Claudine walked up to the man she knew only as Harry and patted his cheek, an improperly familiar gesture. “He does so hate to shop for new clothes, but it simply must be done.” Between thumb and forefinger, she squeezed his unshaven chin playfully, while he looked down at her with eyes the color of hot coffee. “Please do excuse us,” she tossed another smile over her shoulder at the gaping women. “Harry needs a fitting.” Linking her arm under his, she swept him away toward the back of the shop.

“Thank you,” he whispered. “I think.”

“Don’t mention it.”

They heard the little bell on the door ring again shortly afterward and knew the woman had gone out. Then she removed her arm from his.

“Have I ruined your reputation?” she said.

He gave a short, puzzled laugh. “I don’t think that’s possible. I’m a Blackwood. Haven’t you heard about us?”

Under all that rough stubble, he might almost be handsome, she supposed. For an old man. His teeth were very good, white and strong and all in their proper place. “Should I have?”

“Perhaps it’s better that you haven’t.” His eyes were darker now, almost black, but they were warm, thoughtful, appreciative. “And why would an association with you ruin my reputation?”

※ ※ ※

• **Task set**:
(a) In the passage, what family does Harry say he belongs to?
(b) Repeat the records word for word, from the line containing "I would be grateful if you could indicate the green knit" through the final line of the records.

※ ※ ※

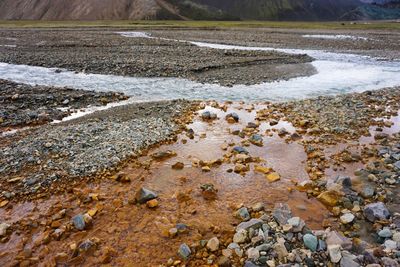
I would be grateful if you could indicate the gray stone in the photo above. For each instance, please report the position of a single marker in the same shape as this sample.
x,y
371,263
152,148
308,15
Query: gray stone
x,y
240,236
397,165
396,237
213,244
388,262
243,214
253,254
250,264
256,139
79,222
184,251
348,260
347,218
207,115
233,115
385,233
144,195
294,221
282,213
235,247
86,245
376,211
390,244
368,191
334,238
310,241
334,253
240,150
3,229
251,224
321,245
281,250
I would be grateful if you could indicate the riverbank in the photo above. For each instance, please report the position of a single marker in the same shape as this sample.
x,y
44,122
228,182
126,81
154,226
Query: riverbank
x,y
23,105
232,161
108,52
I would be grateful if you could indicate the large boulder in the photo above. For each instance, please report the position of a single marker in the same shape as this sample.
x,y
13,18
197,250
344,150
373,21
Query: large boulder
x,y
376,211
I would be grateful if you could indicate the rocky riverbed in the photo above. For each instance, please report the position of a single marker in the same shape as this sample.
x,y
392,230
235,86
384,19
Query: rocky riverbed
x,y
25,105
382,44
304,183
32,160
107,52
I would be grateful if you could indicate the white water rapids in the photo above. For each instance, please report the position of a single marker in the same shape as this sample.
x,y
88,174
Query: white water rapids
x,y
337,73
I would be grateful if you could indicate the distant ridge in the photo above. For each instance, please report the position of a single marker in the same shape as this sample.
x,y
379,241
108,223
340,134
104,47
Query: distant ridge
x,y
304,10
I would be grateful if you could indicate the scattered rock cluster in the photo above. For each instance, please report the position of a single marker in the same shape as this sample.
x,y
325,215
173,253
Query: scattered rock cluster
x,y
22,104
92,145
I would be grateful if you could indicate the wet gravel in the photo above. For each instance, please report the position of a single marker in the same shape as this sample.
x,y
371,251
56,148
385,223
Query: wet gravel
x,y
107,52
382,44
22,105
86,146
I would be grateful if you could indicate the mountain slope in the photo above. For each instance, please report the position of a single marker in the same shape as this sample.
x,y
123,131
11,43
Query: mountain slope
x,y
199,9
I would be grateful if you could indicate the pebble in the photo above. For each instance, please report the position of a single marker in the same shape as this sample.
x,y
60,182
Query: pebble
x,y
273,177
184,251
385,233
334,253
310,241
243,214
3,229
79,222
232,117
240,150
144,195
223,262
213,244
294,221
178,166
152,203
251,224
253,253
347,218
396,237
282,213
390,244
376,211
368,191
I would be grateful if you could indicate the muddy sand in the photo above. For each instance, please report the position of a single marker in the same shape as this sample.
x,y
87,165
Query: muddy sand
x,y
311,182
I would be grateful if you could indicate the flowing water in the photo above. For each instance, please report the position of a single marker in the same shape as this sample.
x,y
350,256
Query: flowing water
x,y
337,73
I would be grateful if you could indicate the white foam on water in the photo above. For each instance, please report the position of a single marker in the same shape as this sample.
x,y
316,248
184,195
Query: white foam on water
x,y
334,37
337,73
85,111
135,34
8,45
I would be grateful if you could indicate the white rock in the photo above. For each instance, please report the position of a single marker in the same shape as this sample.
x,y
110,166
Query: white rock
x,y
390,244
294,221
3,229
240,236
334,253
347,218
213,244
271,263
253,253
396,237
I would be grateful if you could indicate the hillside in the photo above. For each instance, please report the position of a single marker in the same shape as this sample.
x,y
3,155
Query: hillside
x,y
311,10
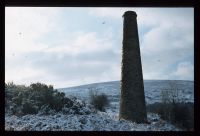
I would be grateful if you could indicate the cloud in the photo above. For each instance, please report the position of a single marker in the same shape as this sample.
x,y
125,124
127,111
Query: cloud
x,y
184,70
42,45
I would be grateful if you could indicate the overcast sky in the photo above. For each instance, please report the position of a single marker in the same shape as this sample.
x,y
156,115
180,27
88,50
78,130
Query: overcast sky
x,y
74,46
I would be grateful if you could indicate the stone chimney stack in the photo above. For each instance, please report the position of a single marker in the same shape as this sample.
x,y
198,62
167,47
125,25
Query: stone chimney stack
x,y
132,103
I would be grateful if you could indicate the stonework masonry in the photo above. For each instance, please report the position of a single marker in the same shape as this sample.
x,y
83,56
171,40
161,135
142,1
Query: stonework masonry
x,y
132,103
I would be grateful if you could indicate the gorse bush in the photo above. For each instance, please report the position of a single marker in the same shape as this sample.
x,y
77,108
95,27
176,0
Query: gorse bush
x,y
172,108
98,100
39,98
29,100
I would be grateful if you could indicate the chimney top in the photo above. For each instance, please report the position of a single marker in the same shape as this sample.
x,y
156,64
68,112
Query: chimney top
x,y
130,13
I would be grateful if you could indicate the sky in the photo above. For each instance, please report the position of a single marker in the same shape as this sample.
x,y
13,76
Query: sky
x,y
68,46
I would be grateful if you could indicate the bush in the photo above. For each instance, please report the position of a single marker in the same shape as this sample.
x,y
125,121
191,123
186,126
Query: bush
x,y
98,100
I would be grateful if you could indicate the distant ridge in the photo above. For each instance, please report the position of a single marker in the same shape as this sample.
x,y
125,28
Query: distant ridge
x,y
110,82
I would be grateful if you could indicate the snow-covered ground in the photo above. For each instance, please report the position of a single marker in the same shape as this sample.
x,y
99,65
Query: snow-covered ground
x,y
101,121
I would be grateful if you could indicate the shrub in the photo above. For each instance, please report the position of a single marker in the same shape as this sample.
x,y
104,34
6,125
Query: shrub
x,y
98,100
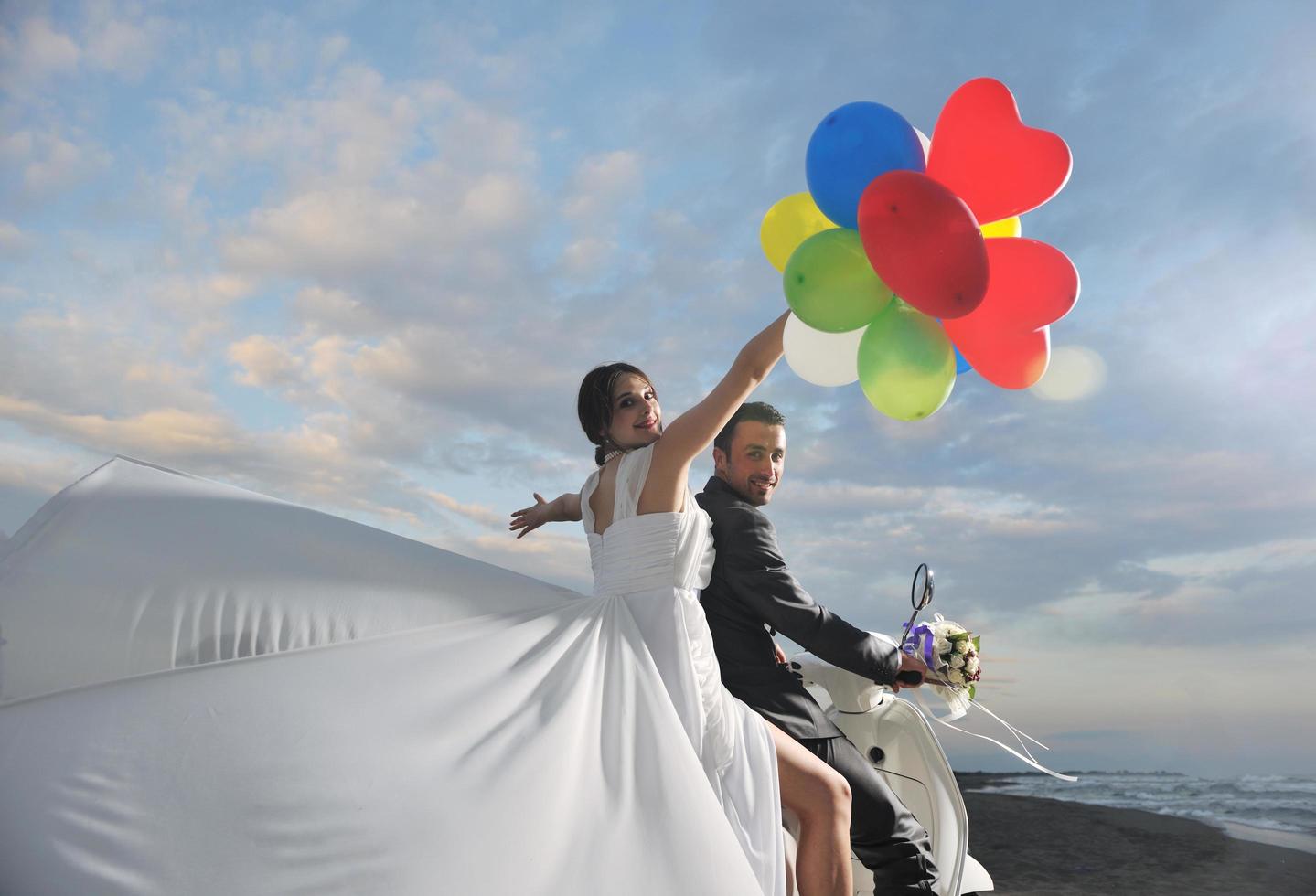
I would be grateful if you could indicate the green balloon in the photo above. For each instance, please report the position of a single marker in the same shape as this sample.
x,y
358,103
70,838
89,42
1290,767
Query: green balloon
x,y
830,284
907,365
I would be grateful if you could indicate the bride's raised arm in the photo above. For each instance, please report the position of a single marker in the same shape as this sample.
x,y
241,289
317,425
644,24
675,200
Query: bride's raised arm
x,y
563,508
687,436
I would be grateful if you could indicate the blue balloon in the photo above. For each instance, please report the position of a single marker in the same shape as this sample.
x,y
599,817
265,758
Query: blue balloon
x,y
849,149
961,365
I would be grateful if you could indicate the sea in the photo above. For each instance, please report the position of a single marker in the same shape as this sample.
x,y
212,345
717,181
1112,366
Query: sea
x,y
1278,809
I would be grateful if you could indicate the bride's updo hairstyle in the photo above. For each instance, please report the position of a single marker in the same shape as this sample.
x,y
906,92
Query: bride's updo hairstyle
x,y
594,404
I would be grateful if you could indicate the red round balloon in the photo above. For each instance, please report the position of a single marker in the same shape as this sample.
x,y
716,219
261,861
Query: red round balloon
x,y
1007,338
924,243
986,155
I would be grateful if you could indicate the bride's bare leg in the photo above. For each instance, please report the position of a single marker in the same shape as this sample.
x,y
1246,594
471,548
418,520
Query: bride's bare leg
x,y
821,799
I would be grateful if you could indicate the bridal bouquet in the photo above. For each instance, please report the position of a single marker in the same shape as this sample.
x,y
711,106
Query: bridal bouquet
x,y
950,652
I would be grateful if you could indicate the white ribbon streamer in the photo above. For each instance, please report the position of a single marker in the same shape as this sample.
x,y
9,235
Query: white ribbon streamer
x,y
1019,736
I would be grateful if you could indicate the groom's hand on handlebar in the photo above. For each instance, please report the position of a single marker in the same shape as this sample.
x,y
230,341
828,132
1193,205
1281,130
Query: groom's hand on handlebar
x,y
911,673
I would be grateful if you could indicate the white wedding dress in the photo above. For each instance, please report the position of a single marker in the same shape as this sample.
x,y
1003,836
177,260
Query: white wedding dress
x,y
656,565
209,691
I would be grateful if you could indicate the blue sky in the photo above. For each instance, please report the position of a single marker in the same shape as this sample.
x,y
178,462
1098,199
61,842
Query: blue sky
x,y
358,255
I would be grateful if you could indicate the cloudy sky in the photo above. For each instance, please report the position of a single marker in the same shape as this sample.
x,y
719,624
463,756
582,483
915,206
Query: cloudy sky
x,y
358,255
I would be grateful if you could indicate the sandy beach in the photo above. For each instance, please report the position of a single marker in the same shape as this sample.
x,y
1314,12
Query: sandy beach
x,y
1048,848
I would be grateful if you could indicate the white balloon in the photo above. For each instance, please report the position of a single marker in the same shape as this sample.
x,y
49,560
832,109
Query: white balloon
x,y
821,358
926,144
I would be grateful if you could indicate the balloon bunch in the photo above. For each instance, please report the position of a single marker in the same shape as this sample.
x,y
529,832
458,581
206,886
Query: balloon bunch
x,y
890,274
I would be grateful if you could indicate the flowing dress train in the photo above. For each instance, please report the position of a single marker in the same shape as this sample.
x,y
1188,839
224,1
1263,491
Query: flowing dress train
x,y
209,691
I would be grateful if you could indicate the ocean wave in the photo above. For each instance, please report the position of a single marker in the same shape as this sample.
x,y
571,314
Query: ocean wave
x,y
1280,803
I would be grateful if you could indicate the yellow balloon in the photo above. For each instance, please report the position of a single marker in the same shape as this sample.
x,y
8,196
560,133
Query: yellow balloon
x,y
787,224
1003,228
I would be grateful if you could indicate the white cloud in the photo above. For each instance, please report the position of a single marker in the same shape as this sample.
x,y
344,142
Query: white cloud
x,y
332,48
263,362
120,41
14,242
603,182
35,53
50,161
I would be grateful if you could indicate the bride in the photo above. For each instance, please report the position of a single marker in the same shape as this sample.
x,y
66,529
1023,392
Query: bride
x,y
650,548
210,691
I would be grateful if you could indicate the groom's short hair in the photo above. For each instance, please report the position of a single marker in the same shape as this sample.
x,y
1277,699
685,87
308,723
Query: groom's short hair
x,y
758,412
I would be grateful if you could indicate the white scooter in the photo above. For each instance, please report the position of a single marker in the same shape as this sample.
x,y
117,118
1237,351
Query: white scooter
x,y
896,739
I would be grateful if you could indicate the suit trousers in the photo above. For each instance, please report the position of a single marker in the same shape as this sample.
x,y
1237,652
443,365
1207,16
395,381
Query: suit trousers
x,y
883,835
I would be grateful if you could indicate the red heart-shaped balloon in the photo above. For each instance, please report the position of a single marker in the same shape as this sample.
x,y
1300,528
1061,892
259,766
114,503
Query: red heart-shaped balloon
x,y
1007,337
924,243
986,155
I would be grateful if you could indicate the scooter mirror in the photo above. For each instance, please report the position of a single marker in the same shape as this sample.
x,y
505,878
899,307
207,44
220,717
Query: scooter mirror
x,y
920,592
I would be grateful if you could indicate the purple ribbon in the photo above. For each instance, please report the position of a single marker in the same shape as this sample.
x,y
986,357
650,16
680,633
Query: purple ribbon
x,y
922,640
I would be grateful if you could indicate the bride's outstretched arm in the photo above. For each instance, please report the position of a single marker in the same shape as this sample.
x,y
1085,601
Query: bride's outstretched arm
x,y
563,508
687,436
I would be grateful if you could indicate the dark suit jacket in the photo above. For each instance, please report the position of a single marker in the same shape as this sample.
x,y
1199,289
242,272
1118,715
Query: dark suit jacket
x,y
753,588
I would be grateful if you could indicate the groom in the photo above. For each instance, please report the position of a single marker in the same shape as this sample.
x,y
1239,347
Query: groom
x,y
752,590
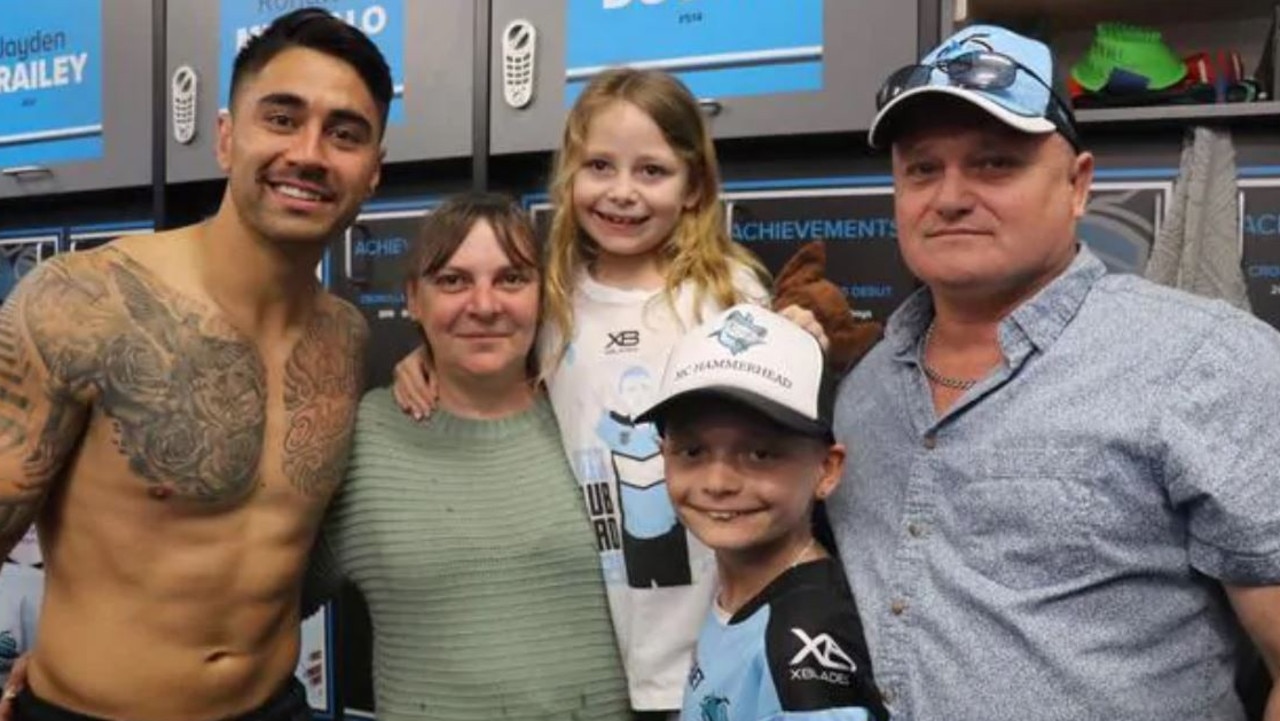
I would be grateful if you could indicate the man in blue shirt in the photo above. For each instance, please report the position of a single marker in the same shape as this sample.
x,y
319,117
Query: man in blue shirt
x,y
1063,498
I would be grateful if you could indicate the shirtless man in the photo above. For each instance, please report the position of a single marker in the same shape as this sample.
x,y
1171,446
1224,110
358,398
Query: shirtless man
x,y
176,409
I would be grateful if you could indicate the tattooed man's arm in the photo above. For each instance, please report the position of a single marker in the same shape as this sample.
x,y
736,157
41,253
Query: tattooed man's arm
x,y
40,418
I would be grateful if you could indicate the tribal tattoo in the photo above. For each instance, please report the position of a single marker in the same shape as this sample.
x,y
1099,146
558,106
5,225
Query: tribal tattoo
x,y
321,386
184,392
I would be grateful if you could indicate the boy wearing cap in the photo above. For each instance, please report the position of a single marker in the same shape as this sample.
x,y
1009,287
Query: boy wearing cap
x,y
749,453
1065,500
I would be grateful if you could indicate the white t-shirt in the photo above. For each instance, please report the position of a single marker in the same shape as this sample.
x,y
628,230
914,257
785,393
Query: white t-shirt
x,y
659,578
22,588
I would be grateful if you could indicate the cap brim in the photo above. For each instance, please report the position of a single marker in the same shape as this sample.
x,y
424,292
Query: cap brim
x,y
1024,123
777,413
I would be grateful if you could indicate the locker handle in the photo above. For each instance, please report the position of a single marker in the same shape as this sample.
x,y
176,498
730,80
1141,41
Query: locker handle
x,y
19,170
711,105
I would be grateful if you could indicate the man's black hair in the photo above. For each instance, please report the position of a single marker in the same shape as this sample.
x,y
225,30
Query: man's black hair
x,y
320,31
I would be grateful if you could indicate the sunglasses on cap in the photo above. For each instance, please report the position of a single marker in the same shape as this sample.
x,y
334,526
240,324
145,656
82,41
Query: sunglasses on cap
x,y
982,71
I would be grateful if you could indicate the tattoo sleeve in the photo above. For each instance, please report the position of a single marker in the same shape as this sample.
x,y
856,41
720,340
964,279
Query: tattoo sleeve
x,y
39,423
321,387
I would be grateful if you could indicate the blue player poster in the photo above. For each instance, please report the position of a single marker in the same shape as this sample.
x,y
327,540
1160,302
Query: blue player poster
x,y
718,48
50,82
383,21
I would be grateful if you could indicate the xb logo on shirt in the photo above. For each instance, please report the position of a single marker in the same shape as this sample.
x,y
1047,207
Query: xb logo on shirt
x,y
713,708
621,341
835,664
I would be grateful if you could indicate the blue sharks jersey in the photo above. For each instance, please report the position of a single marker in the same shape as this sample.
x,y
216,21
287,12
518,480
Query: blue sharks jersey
x,y
795,652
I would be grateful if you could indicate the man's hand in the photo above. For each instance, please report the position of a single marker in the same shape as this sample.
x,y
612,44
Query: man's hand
x,y
1258,611
804,318
414,388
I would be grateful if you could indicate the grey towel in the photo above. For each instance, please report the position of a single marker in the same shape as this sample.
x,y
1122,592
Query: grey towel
x,y
1198,247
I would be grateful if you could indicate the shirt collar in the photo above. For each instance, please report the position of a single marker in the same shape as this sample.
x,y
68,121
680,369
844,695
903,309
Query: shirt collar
x,y
1040,320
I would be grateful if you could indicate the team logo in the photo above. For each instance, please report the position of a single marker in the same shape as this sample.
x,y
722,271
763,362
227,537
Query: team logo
x,y
714,708
695,676
955,46
740,332
833,665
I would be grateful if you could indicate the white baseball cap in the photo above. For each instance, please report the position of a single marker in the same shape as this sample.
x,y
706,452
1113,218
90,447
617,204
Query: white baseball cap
x,y
755,357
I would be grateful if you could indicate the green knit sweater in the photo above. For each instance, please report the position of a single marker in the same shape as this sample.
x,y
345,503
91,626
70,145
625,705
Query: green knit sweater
x,y
470,543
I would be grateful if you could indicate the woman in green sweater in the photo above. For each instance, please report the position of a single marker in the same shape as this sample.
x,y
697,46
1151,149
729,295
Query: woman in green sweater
x,y
466,534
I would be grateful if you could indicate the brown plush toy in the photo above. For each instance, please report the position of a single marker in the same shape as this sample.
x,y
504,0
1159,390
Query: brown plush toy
x,y
803,282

※ ※ ※

• **Solutions to the problems**:
(a) He says he is a Blackwood.

(b)
I would be grateful if you could indicate the green knit sweater in the photo above. For each instance, please report the position of a single marker in the same shape as this sample.
x,y
345,503
91,626
70,145
625,705
Query: green knit sweater
x,y
470,543
I would be grateful if you could indicate the woman in green sweater in the photo above. For each instance, please report the position of a single marker in the same shape as this sample.
x,y
697,46
1151,149
729,295
Query: woman in green sweater
x,y
466,534
I would be grateful if you could indicate the brown plush toy in the photo above. For each instance, please report the position of a single marker in the same shape as this sample.
x,y
504,0
1159,390
Query: brown plush toy
x,y
803,282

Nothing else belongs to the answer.